◆ **Task brief**:
Reproduce each line below with no alterations.
━━━ Dataset extract
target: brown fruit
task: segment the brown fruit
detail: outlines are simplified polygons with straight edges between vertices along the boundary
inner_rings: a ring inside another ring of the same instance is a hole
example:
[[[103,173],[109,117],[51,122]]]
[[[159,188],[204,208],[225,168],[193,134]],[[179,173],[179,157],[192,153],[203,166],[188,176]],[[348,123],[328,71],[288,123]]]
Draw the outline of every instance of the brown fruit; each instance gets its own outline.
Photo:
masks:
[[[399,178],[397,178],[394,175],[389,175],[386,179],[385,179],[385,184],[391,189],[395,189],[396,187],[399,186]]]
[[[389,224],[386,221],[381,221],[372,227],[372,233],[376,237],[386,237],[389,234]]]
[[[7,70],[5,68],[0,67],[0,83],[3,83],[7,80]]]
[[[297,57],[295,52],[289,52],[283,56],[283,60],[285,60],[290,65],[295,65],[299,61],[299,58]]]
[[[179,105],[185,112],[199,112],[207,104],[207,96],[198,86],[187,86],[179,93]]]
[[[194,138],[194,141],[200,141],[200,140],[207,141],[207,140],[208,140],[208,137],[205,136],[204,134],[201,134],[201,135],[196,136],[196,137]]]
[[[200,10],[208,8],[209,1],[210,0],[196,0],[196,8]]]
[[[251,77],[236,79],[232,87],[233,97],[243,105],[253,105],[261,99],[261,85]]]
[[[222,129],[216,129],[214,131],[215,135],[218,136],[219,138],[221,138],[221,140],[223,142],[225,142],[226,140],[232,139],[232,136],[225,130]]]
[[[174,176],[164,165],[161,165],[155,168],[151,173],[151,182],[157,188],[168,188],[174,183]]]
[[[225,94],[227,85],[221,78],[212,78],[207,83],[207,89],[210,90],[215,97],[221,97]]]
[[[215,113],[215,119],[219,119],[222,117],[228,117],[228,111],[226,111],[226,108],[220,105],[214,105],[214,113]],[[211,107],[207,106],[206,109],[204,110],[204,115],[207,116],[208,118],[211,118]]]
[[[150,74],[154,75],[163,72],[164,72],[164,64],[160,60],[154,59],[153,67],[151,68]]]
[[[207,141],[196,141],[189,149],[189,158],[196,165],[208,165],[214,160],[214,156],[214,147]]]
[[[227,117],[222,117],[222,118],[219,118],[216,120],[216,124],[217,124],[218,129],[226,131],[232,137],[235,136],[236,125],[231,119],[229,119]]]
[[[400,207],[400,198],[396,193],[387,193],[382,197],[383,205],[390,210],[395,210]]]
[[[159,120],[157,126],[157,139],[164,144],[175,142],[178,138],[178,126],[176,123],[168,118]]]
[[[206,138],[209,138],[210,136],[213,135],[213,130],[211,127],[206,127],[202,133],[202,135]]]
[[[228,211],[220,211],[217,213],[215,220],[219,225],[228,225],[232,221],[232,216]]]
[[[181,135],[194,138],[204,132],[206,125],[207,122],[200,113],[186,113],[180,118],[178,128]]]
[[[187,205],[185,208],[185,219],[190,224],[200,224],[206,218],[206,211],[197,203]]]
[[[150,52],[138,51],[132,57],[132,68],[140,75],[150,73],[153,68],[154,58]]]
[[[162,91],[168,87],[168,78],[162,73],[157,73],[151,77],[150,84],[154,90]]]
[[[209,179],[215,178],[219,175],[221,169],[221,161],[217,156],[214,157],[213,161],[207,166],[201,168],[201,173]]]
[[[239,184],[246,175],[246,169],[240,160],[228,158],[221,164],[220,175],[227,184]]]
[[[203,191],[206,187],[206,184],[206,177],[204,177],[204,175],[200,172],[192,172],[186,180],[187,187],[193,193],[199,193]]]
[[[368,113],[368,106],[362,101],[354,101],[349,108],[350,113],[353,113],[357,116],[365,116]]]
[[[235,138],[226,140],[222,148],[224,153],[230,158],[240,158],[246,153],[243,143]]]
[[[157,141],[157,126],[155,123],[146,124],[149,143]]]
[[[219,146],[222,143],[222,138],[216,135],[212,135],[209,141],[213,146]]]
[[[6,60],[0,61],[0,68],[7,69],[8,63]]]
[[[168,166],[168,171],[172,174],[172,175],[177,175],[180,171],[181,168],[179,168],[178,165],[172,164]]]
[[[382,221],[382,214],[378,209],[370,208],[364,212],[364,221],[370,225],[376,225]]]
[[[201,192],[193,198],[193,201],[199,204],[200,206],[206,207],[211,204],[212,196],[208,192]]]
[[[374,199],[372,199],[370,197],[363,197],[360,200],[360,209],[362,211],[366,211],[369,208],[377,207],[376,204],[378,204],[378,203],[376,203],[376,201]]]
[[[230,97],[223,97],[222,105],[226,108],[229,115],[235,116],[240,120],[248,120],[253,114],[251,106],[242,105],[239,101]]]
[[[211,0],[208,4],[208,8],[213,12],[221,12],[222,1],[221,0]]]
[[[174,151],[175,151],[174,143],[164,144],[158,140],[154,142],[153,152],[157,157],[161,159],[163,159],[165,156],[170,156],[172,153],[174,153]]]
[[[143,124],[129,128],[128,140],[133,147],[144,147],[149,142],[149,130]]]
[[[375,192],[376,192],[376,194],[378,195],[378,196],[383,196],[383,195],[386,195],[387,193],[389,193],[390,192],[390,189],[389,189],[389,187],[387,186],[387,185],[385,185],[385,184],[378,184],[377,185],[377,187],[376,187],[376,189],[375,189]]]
━━━━━━
◆ **Reply to the exercise**:
target: brown fruit
task: segment the brown fruit
detail: outlines are simplified polygons with straight edges between vertices along the boundary
inner_rings: a ring inside another ring of the same instance is a hole
example:
[[[103,173],[109,117],[51,122]]]
[[[159,188],[204,208],[225,168],[193,134]],[[179,173],[179,157],[192,153],[203,166],[188,176]],[[348,123],[328,71],[288,123]]]
Draw the outline of every instance of the brown fruit; each instance gets its own outline.
Photo:
masks:
[[[399,178],[397,178],[394,175],[389,175],[386,179],[385,179],[385,184],[391,189],[395,189],[396,187],[399,186]]]
[[[389,224],[386,221],[381,221],[372,227],[372,233],[376,237],[386,237],[389,234]]]
[[[7,70],[5,68],[0,67],[0,83],[3,83],[7,80]]]
[[[297,57],[295,52],[289,52],[283,56],[283,60],[285,60],[290,65],[295,65],[299,61],[299,58]]]
[[[179,105],[185,112],[199,112],[207,104],[207,96],[198,86],[187,86],[179,93]]]
[[[194,138],[194,141],[200,141],[200,140],[207,141],[207,140],[208,140],[208,137],[205,136],[204,134],[201,134],[201,135],[196,136],[196,137]]]
[[[200,10],[208,8],[209,1],[210,0],[196,0],[196,8]]]
[[[251,77],[236,79],[232,87],[233,97],[243,105],[253,105],[261,99],[261,85]]]
[[[222,129],[216,129],[214,131],[215,135],[218,136],[219,138],[221,138],[221,140],[223,142],[225,142],[226,140],[232,139],[232,136],[225,130]]]
[[[174,176],[164,165],[161,165],[155,168],[151,173],[151,182],[157,188],[168,188],[174,183]]]
[[[225,94],[227,85],[221,78],[212,78],[207,83],[207,89],[210,90],[215,97],[221,97]]]
[[[215,113],[215,119],[219,119],[222,117],[228,117],[228,111],[226,111],[226,108],[220,105],[214,105],[214,113]],[[211,107],[207,106],[206,109],[204,110],[204,115],[207,116],[208,118],[211,118]]]
[[[150,74],[154,75],[163,72],[164,72],[164,64],[160,60],[154,59],[153,67],[151,68]]]
[[[207,141],[196,141],[189,149],[189,158],[196,165],[208,165],[214,160],[214,156],[214,147]]]
[[[227,117],[222,117],[222,118],[219,118],[216,120],[216,124],[217,124],[218,129],[226,131],[232,137],[235,136],[236,125],[231,119],[229,119]]]
[[[400,207],[400,198],[396,193],[387,193],[382,197],[383,205],[390,210],[395,210]]]
[[[159,120],[157,126],[157,139],[164,144],[175,142],[178,138],[178,126],[176,123],[168,118]]]
[[[206,138],[209,138],[210,136],[213,135],[213,130],[211,127],[206,127],[202,133],[202,135]]]
[[[228,211],[220,211],[217,213],[215,220],[219,225],[228,225],[232,221],[232,216]]]
[[[181,135],[194,138],[204,132],[206,125],[207,122],[200,113],[186,113],[180,118],[178,128]]]
[[[187,205],[185,208],[185,219],[190,224],[200,224],[206,218],[206,211],[197,203]]]
[[[150,52],[138,51],[132,57],[132,68],[140,75],[150,73],[153,68],[154,58]]]
[[[162,91],[168,87],[168,78],[162,73],[157,73],[151,77],[150,84],[154,90]]]
[[[209,179],[215,178],[219,175],[221,169],[221,161],[217,156],[214,157],[213,161],[207,166],[201,168],[201,173]]]
[[[239,184],[246,175],[246,169],[240,160],[228,158],[221,164],[220,175],[227,184]]]
[[[203,191],[206,187],[206,184],[206,177],[204,177],[204,175],[200,172],[192,172],[186,180],[187,187],[193,193],[199,193]]]
[[[368,113],[368,106],[362,101],[354,101],[349,108],[350,113],[353,113],[357,116],[365,116]]]
[[[235,138],[226,140],[222,148],[224,153],[230,158],[240,158],[246,153],[243,143]]]
[[[157,141],[157,126],[155,123],[146,124],[149,143]]]
[[[219,146],[222,143],[222,138],[216,135],[212,135],[209,141],[213,146]]]
[[[6,60],[0,61],[0,68],[7,69],[8,63]]]
[[[168,166],[168,171],[172,174],[172,175],[177,175],[180,171],[181,168],[179,168],[178,165],[172,164]]]
[[[382,221],[382,214],[378,209],[370,208],[364,212],[364,221],[370,225],[376,225]]]
[[[201,192],[193,198],[193,201],[199,204],[200,206],[206,207],[211,204],[212,196],[208,192]]]
[[[374,199],[372,199],[370,197],[363,197],[360,200],[360,209],[362,211],[366,211],[369,208],[377,207],[376,204],[378,204],[378,203],[376,203],[376,201]]]
[[[230,97],[223,97],[222,105],[226,108],[229,115],[235,116],[240,120],[248,120],[253,114],[251,106],[242,105],[239,101]]]
[[[211,0],[208,4],[208,8],[213,12],[221,12],[222,1],[221,0]]]
[[[174,151],[175,151],[174,143],[164,144],[158,140],[154,142],[153,152],[157,157],[161,159],[163,159],[165,156],[170,156],[172,153],[174,153]]]
[[[143,124],[129,128],[128,140],[133,147],[144,147],[149,142],[149,130]]]
[[[375,192],[376,192],[376,194],[378,195],[378,196],[383,196],[383,195],[386,195],[387,193],[389,193],[390,192],[390,189],[389,189],[389,187],[387,186],[387,185],[385,185],[385,184],[378,184],[377,185],[377,187],[376,187],[376,189],[375,189]]]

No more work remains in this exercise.